TEXTAUSZUG:
● ● ● ●
03/03/2005 – Die Zeit / Sabine Rückert /
Frau Dr. Christiane Yüksel vertritt die Interessen ihrer Mandantin aufs entschiedenste.
Im vergangenen Sommer wird der junge Deutschtürke Ümüt auf offener Straße mit 33 Messerstichen getötet. Die Täter sind seine fünf besten Freunde. Sie sind zusammen zur Schule gegangen. Doch dann wird Ümüt psychisch krank und zur tödlichen Bedrohung für seine Freunde. Eine Reise in die entrückte Welt von Einwandererkinder.
Der Abend, an dem Ümüt sterben muss, ist ein Abend, an dem jeder gerne lebt. Das Wetter ist sommerlich und warm, und es ist lange hell. Im Hamburger Viertel Hasselbrook, da, wo die Conventstraße die Kiebitzstraße kreuzt, rücken die Menschen ihre Liegestühle auf die Balkons der Mietshäuser oder stehen am offenen Fenster. So kommt es, dass viele Anwohner beobachten, wie Ümüt gegen 22 Uhr unten auf der Kreuzung getötet wird.
Zu ihnen gehört der junge Vietnamese Ngoc Thach. Er vernimmt Lärm, Stimmen und Schreie von der Straße und schaut aus seinem Fenster ganz oben unter dem Dach eines Mehrfamilienhauses hinaus, von hier kann er die Kreuzung gut überblicken. Ngoc Thach ist kurzsichtig, aber er trägt eine Brille. Er sieht „ein Rudel Männer“, das hinter einem Einzelnen her ist. Der Flüchtende weicht rückwärts in die Kiebitzstraße zurück, die fünf Verfolger rücken im Halbkreis nach. Dann greifen sie an, zerren an seiner Kleidung, stoßen ihn. Der Mann taumelt auf die Motorhaube eines stehenden Fahrzeugs, jetzt fallen die anderen über ihn her, sie schlagen, sie treten, auch Stichbewegungen kann Ngoc im Menschenknäuel erkennen. Der Angegriffene geht zu Boden und verschwindet zwischen den parkenden Autos.
Ngoc Tach rennt zum Telefon: Polizei! Polizei! Dann hastet er die Treppen hinab. Da liegt der Mann sterbend in seinem Blut, blutbesudelt auch die Motorhaube. Die Angreifer sind verschwunden. Der Verletzte röchelt und schnappt nach Luft. Wenig später stirbt Ümüt, getroffen von 33 Messerstichen, am schönen Sommerabend des 11. Juni 2004. Gerade 26 Jahre ist er alt.
Wer welchen Stich geführt hat, wird später niemand mehr feststellen können. Doch die Messer sind mit solcher Wucht in Ümüts Körper gestoßen worden, dass Rippen und Knochen zerstört sind. Die linke Schulter wurde durchstochen, die Arme, die Beine. Ein Stich drang durch die Lendenregion bis zur Wirbelsäule, drei Stiche gingen durch das Zwerchfell in die Milz und den Magen. Drei weitere Messerstiche trafen auf die linke Lunge, die daraufhin in sich zusammenfiel, ein Stich verletzte die rechte Lunge, die gleichfalls ausfiel. Wohl erst ganz zum Schluss rammte einer sein Messer in die linke Schläfe, da muss Ümüt schon am Boden gelegen haben. Die Klinge fuhr durch den linken Schläfenlappen und bohrte sich in die Hirnbrücke. Eine absolut tödliche Verletzung.
● ● ● ●
DATENBLOCK:

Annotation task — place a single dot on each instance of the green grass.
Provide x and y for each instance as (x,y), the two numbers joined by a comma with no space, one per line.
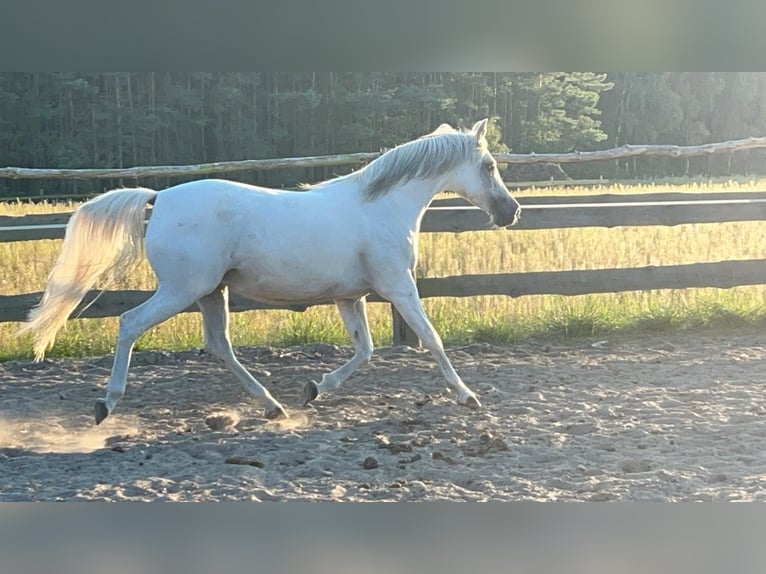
(499,320)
● ● ● ●
SCHRIFTLICHE AUFGABE 1: Geben Sie aus dem Textauszug den Abschnitt von „03/03/2005 – Die“ bis „Kreuzung getötet wird.“ wortgetreu wieder.
SCHRIFTLICHE AUFGABE 2: Wie alt war Ümüt laut dem Textauszug, als er starb?

VOLLSTÄNDIGE LÖSUNG 1:
03/03/2005 – Die Zeit / Sabine Rückert /
Frau Dr. Christiane Yüksel vertritt die Interessen ihrer Mandantin aufs entschiedenste.
Im vergangenen Sommer wird der junge Deutschtürke Ümüt auf offener Straße mit 33 Messerstichen getötet. Die Täter sind seine fünf besten Freunde. Sie sind zusammen zur Schule gegangen. Doch dann wird Ümüt psychisch krank und zur tödlichen Bedrohung für seine Freunde. Eine Reise in die entrückte Welt von Einwandererkinder.
Der Abend, an dem Ümüt sterben muss, ist ein Abend, an dem jeder gerne lebt. Das Wetter ist sommerlich und warm, und es ist lange hell. Im Hamburger Viertel Hasselbrook, da, wo die Conventstraße die Kiebitzstraße kreuzt, rücken die Menschen ihre Liegestühle auf die Balkons der Mietshäuser oder stehen am offenen Fenster. So kommt es, dass viele Anwohner beobachten, wie Ümüt gegen 22 Uhr unten auf der Kreuzung getötet wird.

VOLLSTÄNDIGE LÖSUNG 2: Ümüt war 26 Jahre alt.